→ **Requirement**:
Reply with each record repeated exactly.

---------- Extracted data ----------

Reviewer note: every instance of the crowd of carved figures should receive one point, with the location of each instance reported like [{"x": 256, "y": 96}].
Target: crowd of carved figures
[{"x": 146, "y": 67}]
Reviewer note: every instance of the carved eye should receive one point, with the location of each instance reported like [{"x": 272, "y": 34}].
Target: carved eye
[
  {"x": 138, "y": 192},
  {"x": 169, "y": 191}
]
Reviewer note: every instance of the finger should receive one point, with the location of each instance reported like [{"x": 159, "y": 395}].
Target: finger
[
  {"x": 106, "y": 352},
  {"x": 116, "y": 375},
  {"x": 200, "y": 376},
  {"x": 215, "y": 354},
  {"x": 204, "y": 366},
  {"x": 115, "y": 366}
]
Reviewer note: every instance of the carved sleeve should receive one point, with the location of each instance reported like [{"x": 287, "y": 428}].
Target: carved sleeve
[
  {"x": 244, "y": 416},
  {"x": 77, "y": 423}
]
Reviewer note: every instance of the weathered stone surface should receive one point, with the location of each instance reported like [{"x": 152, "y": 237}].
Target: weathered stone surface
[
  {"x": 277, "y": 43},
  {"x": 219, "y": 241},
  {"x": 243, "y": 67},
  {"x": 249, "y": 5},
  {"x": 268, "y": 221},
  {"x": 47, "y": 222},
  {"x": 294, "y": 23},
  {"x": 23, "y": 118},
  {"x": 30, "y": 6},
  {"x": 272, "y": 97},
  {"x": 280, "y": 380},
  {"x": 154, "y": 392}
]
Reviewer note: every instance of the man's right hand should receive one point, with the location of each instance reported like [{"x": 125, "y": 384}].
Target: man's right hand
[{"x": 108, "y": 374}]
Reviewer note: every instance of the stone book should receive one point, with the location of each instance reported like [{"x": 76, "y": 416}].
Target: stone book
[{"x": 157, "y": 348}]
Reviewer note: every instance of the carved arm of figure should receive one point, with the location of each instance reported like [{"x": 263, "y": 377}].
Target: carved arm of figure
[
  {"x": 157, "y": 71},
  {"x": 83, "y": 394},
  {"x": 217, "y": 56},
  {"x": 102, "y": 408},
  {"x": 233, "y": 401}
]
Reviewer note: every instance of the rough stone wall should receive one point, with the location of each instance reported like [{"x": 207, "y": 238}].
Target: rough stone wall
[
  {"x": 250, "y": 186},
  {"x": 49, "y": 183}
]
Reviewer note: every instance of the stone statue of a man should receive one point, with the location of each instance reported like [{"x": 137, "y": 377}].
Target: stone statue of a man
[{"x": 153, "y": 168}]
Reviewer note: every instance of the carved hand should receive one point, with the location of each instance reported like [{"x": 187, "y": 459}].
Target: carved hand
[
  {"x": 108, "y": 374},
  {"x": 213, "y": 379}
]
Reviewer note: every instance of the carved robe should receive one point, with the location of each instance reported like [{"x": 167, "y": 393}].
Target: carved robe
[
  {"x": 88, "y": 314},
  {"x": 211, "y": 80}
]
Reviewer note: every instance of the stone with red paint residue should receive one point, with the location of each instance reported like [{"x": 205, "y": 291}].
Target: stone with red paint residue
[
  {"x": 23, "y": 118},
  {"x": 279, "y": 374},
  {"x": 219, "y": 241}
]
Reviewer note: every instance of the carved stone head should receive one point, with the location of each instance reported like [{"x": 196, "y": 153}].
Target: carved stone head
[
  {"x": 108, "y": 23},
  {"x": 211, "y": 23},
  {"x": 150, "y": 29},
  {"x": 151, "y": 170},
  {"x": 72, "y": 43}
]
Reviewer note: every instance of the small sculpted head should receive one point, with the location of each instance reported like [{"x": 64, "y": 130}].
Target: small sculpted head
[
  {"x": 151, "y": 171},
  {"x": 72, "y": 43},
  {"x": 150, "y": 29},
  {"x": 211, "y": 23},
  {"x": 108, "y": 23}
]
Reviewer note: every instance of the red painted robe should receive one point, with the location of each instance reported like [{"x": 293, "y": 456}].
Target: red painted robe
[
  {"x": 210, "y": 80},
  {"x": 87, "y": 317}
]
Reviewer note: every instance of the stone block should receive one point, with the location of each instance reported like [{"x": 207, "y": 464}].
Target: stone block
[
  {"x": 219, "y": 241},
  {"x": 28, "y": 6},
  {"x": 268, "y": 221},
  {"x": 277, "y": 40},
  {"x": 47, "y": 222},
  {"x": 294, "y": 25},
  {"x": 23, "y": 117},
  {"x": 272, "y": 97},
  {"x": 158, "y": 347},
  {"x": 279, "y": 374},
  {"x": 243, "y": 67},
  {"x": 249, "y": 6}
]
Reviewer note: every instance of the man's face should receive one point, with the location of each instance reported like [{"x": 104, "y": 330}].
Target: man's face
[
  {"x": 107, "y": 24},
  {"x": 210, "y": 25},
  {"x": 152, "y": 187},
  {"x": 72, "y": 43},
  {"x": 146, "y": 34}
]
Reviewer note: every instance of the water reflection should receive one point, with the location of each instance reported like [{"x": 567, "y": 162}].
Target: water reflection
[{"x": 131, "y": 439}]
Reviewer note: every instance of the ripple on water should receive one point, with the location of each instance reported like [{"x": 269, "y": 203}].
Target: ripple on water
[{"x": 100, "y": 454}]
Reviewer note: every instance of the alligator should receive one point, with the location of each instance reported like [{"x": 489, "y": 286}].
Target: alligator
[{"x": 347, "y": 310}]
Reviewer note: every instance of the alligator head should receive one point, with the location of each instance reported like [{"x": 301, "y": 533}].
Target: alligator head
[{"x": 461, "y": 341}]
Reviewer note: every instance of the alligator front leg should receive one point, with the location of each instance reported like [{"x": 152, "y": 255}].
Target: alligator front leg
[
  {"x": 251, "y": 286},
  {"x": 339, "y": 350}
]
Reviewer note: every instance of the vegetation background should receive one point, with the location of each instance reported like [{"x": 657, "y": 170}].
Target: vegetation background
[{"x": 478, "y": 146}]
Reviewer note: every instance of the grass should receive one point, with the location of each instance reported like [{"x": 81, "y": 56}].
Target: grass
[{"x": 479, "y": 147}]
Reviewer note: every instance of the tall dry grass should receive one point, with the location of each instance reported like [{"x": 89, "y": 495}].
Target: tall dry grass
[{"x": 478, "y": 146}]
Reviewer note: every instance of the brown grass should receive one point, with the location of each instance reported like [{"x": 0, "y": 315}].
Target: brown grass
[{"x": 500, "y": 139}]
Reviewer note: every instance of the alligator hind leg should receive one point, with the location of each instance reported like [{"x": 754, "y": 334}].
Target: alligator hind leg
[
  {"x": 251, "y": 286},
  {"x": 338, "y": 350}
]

----------

→ **Exercise solution**:
Reviewer note: every instance of the crowd of carved figures should receive one point, with the location of each instance reported like [{"x": 256, "y": 96}].
Target: crowd of carved figures
[{"x": 146, "y": 67}]
Reviewer note: every instance of the carved eye should receive one point, with the location of each instance reported like [{"x": 272, "y": 34}].
Target: carved eye
[
  {"x": 138, "y": 192},
  {"x": 169, "y": 191}
]
Reviewer note: every instance of the finger should receive one point, with the location of each instance reported like [{"x": 159, "y": 395}].
Target: finger
[
  {"x": 106, "y": 352},
  {"x": 116, "y": 375},
  {"x": 200, "y": 376},
  {"x": 215, "y": 354},
  {"x": 204, "y": 366},
  {"x": 115, "y": 366}
]
Reviewer note: every instance of the carved sleeve should receive one point, with the location of each instance reported like [{"x": 287, "y": 428}].
Target: carved sleeve
[
  {"x": 244, "y": 416},
  {"x": 77, "y": 423}
]
Reviewer note: every instance of the weathered stone surface should receive one point, with the location of each instance reported like [{"x": 152, "y": 237}].
Target: weathered stone surface
[
  {"x": 277, "y": 43},
  {"x": 219, "y": 241},
  {"x": 243, "y": 67},
  {"x": 249, "y": 5},
  {"x": 268, "y": 221},
  {"x": 47, "y": 222},
  {"x": 294, "y": 23},
  {"x": 23, "y": 118},
  {"x": 30, "y": 6},
  {"x": 272, "y": 97},
  {"x": 280, "y": 380},
  {"x": 154, "y": 392}
]
Reviewer note: every instance of the man's right hand should receive one point, with the location of each instance reported like [{"x": 125, "y": 384}].
Target: man's right hand
[{"x": 108, "y": 374}]
Reviewer note: every instance of the stone book should receive one point, with the location of each instance reported like [{"x": 76, "y": 416}].
Target: stone book
[{"x": 157, "y": 348}]
Reviewer note: every instance of the carved arm of figure should receive one point, with the location of each instance reported like [{"x": 263, "y": 377}].
Target: carved arm of figure
[
  {"x": 157, "y": 71},
  {"x": 83, "y": 394},
  {"x": 217, "y": 56},
  {"x": 102, "y": 408},
  {"x": 233, "y": 401}
]
Reviewer note: every instance of the rough stone wall should receive one point, with the location of each instance reported like [{"x": 207, "y": 238}].
Target: rough stone wall
[
  {"x": 250, "y": 186},
  {"x": 49, "y": 183}
]
Reviewer note: every instance of the stone statue of a man should receive one point, with the location of each instance reported like [{"x": 137, "y": 377}].
Target: stone statue of a man
[{"x": 153, "y": 168}]
Reviewer note: every instance of the carved hand should receive one point, with the location of each instance reported like [{"x": 187, "y": 459}].
Target: carved hand
[
  {"x": 108, "y": 374},
  {"x": 213, "y": 379}
]
Reviewer note: every instance of the carved robe should receive one point, with the location of each instance reported like [{"x": 167, "y": 393}].
Target: carved robe
[
  {"x": 88, "y": 314},
  {"x": 211, "y": 80}
]
Reviewer note: every instance of the stone with red paint residue should receive one point, with the location of each instance reported like [{"x": 205, "y": 291}].
Target: stone with red paint residue
[
  {"x": 23, "y": 118},
  {"x": 279, "y": 374},
  {"x": 219, "y": 241}
]
Reviewer note: every instance of the carved stone head should receive one point, with the location of each instance reported like [{"x": 196, "y": 153}].
Target: carved stone head
[
  {"x": 108, "y": 23},
  {"x": 211, "y": 23},
  {"x": 150, "y": 29},
  {"x": 151, "y": 170},
  {"x": 72, "y": 43}
]
Reviewer note: every instance of the small sculpted head should receive one point, with the location of each instance reported like [{"x": 64, "y": 130}].
Target: small sculpted head
[
  {"x": 151, "y": 171},
  {"x": 72, "y": 43},
  {"x": 150, "y": 29},
  {"x": 211, "y": 23},
  {"x": 108, "y": 23}
]
Reviewer note: every instance of the red painted robe should receive one point, with the location of each instance reported like [{"x": 293, "y": 456}].
Target: red painted robe
[
  {"x": 210, "y": 80},
  {"x": 87, "y": 317}
]
Reviewer note: every instance of the stone block should receive one point, with the location of each instance reported like [{"x": 207, "y": 464}].
Target: stone block
[
  {"x": 219, "y": 241},
  {"x": 28, "y": 6},
  {"x": 268, "y": 221},
  {"x": 277, "y": 40},
  {"x": 47, "y": 222},
  {"x": 294, "y": 25},
  {"x": 23, "y": 117},
  {"x": 272, "y": 97},
  {"x": 158, "y": 347},
  {"x": 279, "y": 374},
  {"x": 243, "y": 67},
  {"x": 249, "y": 6}
]
Reviewer note: every instance of the man's face should receive one point, with the location of each instance reported like [{"x": 104, "y": 330}].
Target: man's face
[
  {"x": 107, "y": 24},
  {"x": 210, "y": 25},
  {"x": 152, "y": 187},
  {"x": 72, "y": 43},
  {"x": 146, "y": 34}
]
Reviewer note: every instance of the water reflection should receive one point, with the location of each instance reported like [{"x": 567, "y": 162}].
Target: water reflection
[{"x": 131, "y": 439}]
Reviewer note: every instance of the ripple on water should receive one point, with the location of each instance reported like [{"x": 269, "y": 203}].
Target: ripple on water
[{"x": 100, "y": 454}]
Reviewer note: every instance of the alligator should receive one point, with the location of each instance reported like [{"x": 489, "y": 286}].
Target: alligator
[{"x": 347, "y": 310}]
Reviewer note: every instance of the alligator head should receive one point, with the location of each instance reported like [{"x": 301, "y": 533}].
Target: alligator head
[{"x": 461, "y": 341}]
Reviewer note: every instance of the alligator front leg should receive one point, with the location of each instance reported like [{"x": 152, "y": 255}].
Target: alligator front leg
[
  {"x": 251, "y": 286},
  {"x": 339, "y": 350}
]
Reviewer note: every instance of the vegetation background should receive one point, with the location of each instance reported like [{"x": 657, "y": 170}].
Target: vegetation background
[{"x": 478, "y": 146}]
Reviewer note: every instance of the grass should receive one point, with the location of each instance reported like [{"x": 81, "y": 56}].
Target: grass
[{"x": 479, "y": 147}]
Reviewer note: every instance of the tall dry grass should receive one point, with the location of each instance reported like [{"x": 89, "y": 495}].
Target: tall dry grass
[{"x": 478, "y": 146}]
Reviewer note: every instance of the brown grass should receive one point, with the location of each instance reported like [{"x": 0, "y": 315}].
Target: brown grass
[{"x": 500, "y": 139}]
Reviewer note: every instance of the alligator hind leg should receive one point, with the location of each instance reported like [{"x": 754, "y": 334}].
Target: alligator hind leg
[
  {"x": 251, "y": 286},
  {"x": 338, "y": 350}
]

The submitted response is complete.